---------- Provided information

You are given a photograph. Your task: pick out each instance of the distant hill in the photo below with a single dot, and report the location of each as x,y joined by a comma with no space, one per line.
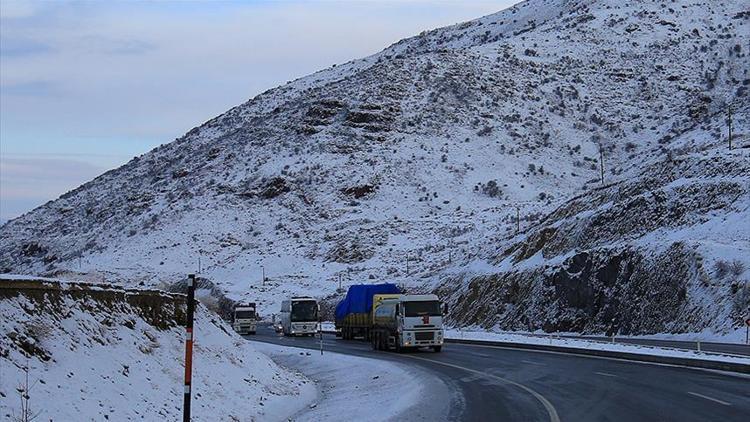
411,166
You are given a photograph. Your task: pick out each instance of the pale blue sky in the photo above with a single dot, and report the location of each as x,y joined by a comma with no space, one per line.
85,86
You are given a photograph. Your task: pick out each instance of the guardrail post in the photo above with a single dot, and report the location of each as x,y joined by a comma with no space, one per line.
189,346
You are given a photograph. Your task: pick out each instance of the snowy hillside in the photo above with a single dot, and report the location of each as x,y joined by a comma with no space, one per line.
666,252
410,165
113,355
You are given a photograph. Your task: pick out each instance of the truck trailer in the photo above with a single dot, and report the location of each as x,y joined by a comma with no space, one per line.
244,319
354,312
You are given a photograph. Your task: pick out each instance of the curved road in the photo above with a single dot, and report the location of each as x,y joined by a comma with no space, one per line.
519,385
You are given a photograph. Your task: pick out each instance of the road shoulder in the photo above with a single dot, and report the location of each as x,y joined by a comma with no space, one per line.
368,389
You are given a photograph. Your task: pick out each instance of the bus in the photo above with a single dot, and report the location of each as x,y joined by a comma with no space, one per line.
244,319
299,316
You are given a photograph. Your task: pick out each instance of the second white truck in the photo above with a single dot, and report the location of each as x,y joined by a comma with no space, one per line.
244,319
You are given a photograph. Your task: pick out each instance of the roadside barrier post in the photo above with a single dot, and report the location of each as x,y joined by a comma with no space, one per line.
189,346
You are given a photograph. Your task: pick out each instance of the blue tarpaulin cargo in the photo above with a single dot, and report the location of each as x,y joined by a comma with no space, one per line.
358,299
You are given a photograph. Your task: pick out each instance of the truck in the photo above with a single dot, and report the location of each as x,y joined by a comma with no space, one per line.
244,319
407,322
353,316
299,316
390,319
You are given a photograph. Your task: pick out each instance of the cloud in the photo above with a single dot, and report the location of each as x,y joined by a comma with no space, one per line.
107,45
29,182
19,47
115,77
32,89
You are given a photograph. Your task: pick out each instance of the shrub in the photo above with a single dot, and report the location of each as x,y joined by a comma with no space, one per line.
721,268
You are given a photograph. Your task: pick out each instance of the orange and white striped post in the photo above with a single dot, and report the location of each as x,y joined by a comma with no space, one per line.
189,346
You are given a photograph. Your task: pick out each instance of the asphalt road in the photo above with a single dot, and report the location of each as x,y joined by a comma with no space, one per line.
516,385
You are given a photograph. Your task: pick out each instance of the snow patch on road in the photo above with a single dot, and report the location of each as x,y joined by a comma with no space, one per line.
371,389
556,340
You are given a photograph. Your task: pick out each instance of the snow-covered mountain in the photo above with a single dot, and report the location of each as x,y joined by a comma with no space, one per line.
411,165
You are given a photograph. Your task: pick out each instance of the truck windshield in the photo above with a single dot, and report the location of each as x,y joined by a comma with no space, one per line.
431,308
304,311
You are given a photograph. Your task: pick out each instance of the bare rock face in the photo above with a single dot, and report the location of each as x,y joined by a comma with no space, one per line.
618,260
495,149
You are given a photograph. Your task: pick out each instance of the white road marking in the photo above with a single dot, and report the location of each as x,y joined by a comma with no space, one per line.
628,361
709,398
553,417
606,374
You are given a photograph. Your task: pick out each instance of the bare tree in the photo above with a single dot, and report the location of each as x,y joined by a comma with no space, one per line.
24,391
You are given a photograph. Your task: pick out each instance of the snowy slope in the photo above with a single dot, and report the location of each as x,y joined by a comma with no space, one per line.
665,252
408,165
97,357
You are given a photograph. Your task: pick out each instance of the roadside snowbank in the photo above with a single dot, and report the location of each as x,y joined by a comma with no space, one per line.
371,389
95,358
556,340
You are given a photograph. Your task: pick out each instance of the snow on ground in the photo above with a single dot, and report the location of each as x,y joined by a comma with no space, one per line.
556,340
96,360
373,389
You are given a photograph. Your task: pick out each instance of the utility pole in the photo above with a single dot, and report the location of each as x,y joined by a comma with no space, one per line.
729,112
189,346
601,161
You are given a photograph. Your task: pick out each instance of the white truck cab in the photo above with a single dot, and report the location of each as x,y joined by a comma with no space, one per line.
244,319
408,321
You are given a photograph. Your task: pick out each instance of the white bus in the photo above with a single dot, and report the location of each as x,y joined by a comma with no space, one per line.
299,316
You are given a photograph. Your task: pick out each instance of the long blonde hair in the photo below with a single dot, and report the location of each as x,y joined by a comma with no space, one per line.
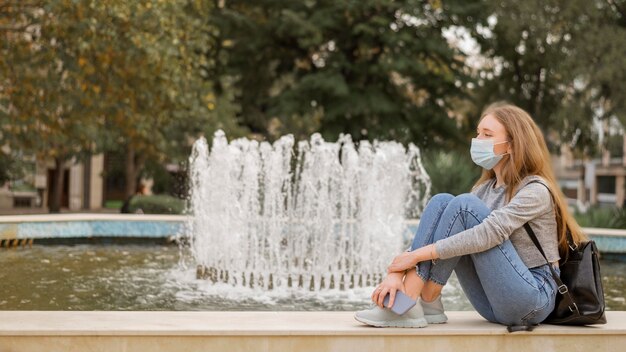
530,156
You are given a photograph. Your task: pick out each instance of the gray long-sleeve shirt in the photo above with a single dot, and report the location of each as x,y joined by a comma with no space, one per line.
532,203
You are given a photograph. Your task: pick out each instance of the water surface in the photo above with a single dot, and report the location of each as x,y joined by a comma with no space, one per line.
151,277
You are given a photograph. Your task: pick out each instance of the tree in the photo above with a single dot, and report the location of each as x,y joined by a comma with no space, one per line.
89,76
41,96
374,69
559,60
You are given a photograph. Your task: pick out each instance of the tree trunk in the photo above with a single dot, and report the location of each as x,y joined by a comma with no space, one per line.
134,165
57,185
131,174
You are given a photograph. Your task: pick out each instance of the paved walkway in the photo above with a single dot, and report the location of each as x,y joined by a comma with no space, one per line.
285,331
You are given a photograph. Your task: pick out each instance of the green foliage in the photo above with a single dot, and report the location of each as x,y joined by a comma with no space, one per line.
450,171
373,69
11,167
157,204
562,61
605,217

--------------------

The pictures in the entries should be left out; output everything else exactly.

:: Reply ::
You are given a photograph. Your task: pick out each instance of the distant hill in the photo below with a single dot, and report the location of each as x,y joined by a comma with no space, one per line.
411,166
You are given a photograph. Your task: pick out each instance of the pale blue sky in the photo above with a single dot, and report the location of each as x,y joined by a comma with no space, one per line.
85,86
You are given a photograph. Your task: pick out each instance of the guardrail post in the photo above with a single dot, and report the location of each as x,y joined by a comma with no space, one per line.
189,346
You are given a photograph. Your task: pick out each instance of the snowy hillside in the photo above with a single dot, and report the location of each as x,y joined by a comma with no space, one per line.
666,252
410,165
113,355
You are given a photograph. Your task: pick out each instance of the truck trailer in the photo above with a single dot, and report the location of each as x,y joined by a comma with no space, one per line.
244,319
354,312
You are given a photograph. Your task: pick out each instance of the curved road in the photo above with a single dot, and report the location of each as x,y joined by a comma with no space, one per line.
519,385
You are given a photograph. Your task: pick out each instance of the road shoulder in the photo above with a single dot, and report the location of each as x,y joined by a comma with no space, one per line.
368,389
You are given a photograph. Your task: pick out each instance of the bus in the photo above with a single dot, and report the location of each as x,y joined by a comma with no space, one per line.
244,319
299,316
You are given a photograph. Your task: pick out each instance of the second white truck in the photo above with a single dot, and report the location of each as x,y joined by a comma with no space, one per line.
244,319
You are given a photograph. Your task: pick out each instance of the roadside barrier post in the photo above with a single dot, and report the location of each as x,y joined by a comma with no space, one per line.
189,346
You are given a photograph. Your task: pick out each instance of the blue tarpaulin cargo in the photo above with a single dot, and report the location of each as x,y joined by a comma with no space, one per line.
358,299
You are given a photograph. Your task: pick out each instance of the truck in the photo above with a single dot, and report the location of each as x,y joined by a comma with no space, one per line.
244,319
407,322
353,316
299,316
390,319
You are given a photograph. Your task: pick out each instance of the cloud in the photo above with a single dot, and report the location of each as x,y joined by a comma with no space, one per line.
107,45
29,182
19,47
115,77
32,89
You are given a photograph. Your task: pick out each instance of the shrub in the photo above with a single dot, and report the location of each as x,y joined by a comma with no space, one per line.
721,268
You are given a photograph. Your task: pick out each instance of the orange and white striped post in the photo above with a single dot, and report the location of each as x,y joined by a comma with no space, one per line.
189,346
You are given a photograph. Your task: pick out each instance of the asphalt road in the photo above with a single dot, and report the location of each as x,y joined by a comma with no space, one per line.
516,385
You are given a photograph. Your task: pick out each instance of the snow patch on road in the photo above with a single dot, and report the location of each as x,y joined by a comma with no space, one per line.
371,389
556,340
You are given a photograph. Your task: pick out each instance of the snow-covered mountain in the photo above with a single dot, and report the location of each as x,y joined by a comma with no space, one per line.
411,165
You are given a photograph. Your task: pick out each instance of the truck windshield in the photo above with a single dot, and report the location of each as x,y joined by a comma with no space, one per line.
431,308
304,311
You are given a photograph. Your task: pick out each instance of the bare rock face in the photo above with a single dot, and report the location of each as x,y joined by a comma with no space, one per line.
618,260
495,149
You are given a photograph. Your task: pick out each instance of the white road marking in the photo above with a single dot, and report the location of each as x,y joined by a comma with no space, one per line.
628,361
709,398
553,417
606,374
You are given a photograph. Your task: pick out each instance of the bare tree in the photo above with a single dot, and report the location of each as x,y joined by a comma with no space, one per line.
24,391
You are given a photograph. Your task: pick out each instance of the snowy slope in the photo above with a single dot, and report the location of each as x,y joined by a comma with no space, one per line.
665,252
408,165
97,357
You are given a photograph. Your task: pick out each instance of the roadside snowbank in the photo above with a single dot, and report the location of each as x,y joined by a comma with no space, one per line.
371,389
95,358
556,340
You are given a photograph. Your task: pick out each instance of the snow on ground in the photo above with a single dot, and report the location of each as x,y joined by a comma with no space, one per line.
556,340
96,360
373,389
You are given a photograph. Your task: pick out each instance of the utility pole in the photo above with a single dot, and report the location of each as x,y joined by a comma with no space, one per line.
729,112
189,346
601,161
You are given a photograph. Your task: pick out each instance of the white truck cab in the photo above with a single dot, and report the location of each as x,y joined by a comma with no space, one per line.
244,319
408,321
You are given a photograph. Your task: pick out each instance of the white bus in the photo above with a single dot, and report the location of each as x,y joined by a comma with no space, one per line.
299,316
You are given a photograph. Your task: pick out each instance of the long blonde hair in the photo below with a single dot, and report the location of each as x,y joined by a comma with no space, one per line.
530,156
You are given a photograph. Your task: pick out each instance of the gray long-sleeve shirt in the photo above with a single dot, and report the location of each as x,y joined by a comma with no space, one per line.
532,203
You are given a photograph. Your task: pick out each instance of the water surface in the photo above with a single dot, and report the location of each as x,y joined by a comma with no space, one per line.
151,277
You are given a photograph. Your task: pick out each instance of the tree in the photo above with a single dot, and report the location of each as x,y joined by a comma with no space, one per line.
89,76
41,96
374,69
559,60
You are given a photograph. Your task: pick out each instance of the tree trunk in the photo above with a single dot, and report the location of each as x,y joined by a comma with no space, one per line.
134,165
57,185
131,174
You are given a photograph. Your task: pick out each instance of the paved walkway in the photo above with a single dot, and report the location of each as x,y joined by a comma with no space, one per line.
285,331
You are given a photograph. Your task: pick out each instance of the green foliage in the photo above with a single dot, and report the location of each as x,y joined by a comma with no space, one per line.
450,171
373,69
11,167
157,204
562,61
605,217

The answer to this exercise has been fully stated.